Location identification entries:
# # #

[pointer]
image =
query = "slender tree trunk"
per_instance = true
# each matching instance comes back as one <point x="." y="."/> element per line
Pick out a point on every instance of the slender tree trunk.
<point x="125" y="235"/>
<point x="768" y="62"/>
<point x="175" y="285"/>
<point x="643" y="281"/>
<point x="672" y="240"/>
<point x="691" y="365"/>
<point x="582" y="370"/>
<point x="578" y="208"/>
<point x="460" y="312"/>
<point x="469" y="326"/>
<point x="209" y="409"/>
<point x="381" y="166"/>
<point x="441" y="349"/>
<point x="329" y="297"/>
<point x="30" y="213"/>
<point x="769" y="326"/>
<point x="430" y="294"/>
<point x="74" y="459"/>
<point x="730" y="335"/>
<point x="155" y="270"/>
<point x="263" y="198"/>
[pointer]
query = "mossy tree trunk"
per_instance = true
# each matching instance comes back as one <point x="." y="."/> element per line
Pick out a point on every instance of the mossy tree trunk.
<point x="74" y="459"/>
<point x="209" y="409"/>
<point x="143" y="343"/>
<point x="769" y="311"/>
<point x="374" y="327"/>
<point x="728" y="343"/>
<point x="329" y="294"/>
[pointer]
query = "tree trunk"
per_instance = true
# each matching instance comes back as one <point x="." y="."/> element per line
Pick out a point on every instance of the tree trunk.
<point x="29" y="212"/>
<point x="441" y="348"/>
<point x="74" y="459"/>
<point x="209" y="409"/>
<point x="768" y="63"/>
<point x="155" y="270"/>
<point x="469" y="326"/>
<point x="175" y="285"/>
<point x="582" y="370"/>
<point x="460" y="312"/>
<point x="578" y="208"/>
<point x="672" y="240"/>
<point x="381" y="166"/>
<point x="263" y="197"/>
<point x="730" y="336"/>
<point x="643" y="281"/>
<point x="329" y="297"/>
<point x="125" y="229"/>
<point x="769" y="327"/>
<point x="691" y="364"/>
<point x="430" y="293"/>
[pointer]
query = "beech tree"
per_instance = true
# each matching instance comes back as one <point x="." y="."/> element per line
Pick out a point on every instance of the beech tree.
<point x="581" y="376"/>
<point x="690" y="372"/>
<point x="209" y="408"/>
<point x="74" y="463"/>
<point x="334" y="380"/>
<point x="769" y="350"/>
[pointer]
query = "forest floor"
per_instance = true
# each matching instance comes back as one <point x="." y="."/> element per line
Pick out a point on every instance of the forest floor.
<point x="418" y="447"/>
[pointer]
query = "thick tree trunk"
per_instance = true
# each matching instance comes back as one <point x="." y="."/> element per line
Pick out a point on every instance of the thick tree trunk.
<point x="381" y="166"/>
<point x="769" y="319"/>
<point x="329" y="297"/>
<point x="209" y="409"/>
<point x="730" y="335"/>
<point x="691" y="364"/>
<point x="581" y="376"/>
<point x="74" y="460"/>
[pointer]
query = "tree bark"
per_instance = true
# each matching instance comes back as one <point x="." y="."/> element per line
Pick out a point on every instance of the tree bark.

# # #

Count the lines above that contain the string "query" and reply with only that number.

OUTPUT OF THE EXERCISE -> 7